What you are asked to do
Please copy the items from the line with "Spot the upper" to the line with "95], [286, 118]]", replacing "upper deck" with "top deck" and leaving everything else unchanged. Give only those lines, without the pictures.

Working data
>> start
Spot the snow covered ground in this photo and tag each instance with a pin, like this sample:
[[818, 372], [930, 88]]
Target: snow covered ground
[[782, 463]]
>> end
>> start
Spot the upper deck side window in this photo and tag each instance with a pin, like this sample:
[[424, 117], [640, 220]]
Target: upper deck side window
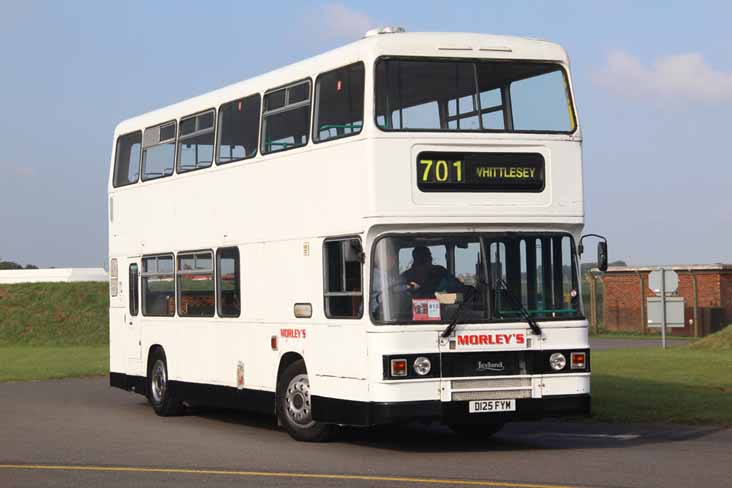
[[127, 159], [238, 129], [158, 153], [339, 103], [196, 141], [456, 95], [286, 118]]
>> end
Solved problem
Spot the top deck side window in this photo and tag each instance with a pin, like this sample:
[[424, 117], [640, 220]]
Target: top deck side window
[[127, 159], [238, 129], [158, 153], [339, 103], [196, 141], [456, 95], [286, 118]]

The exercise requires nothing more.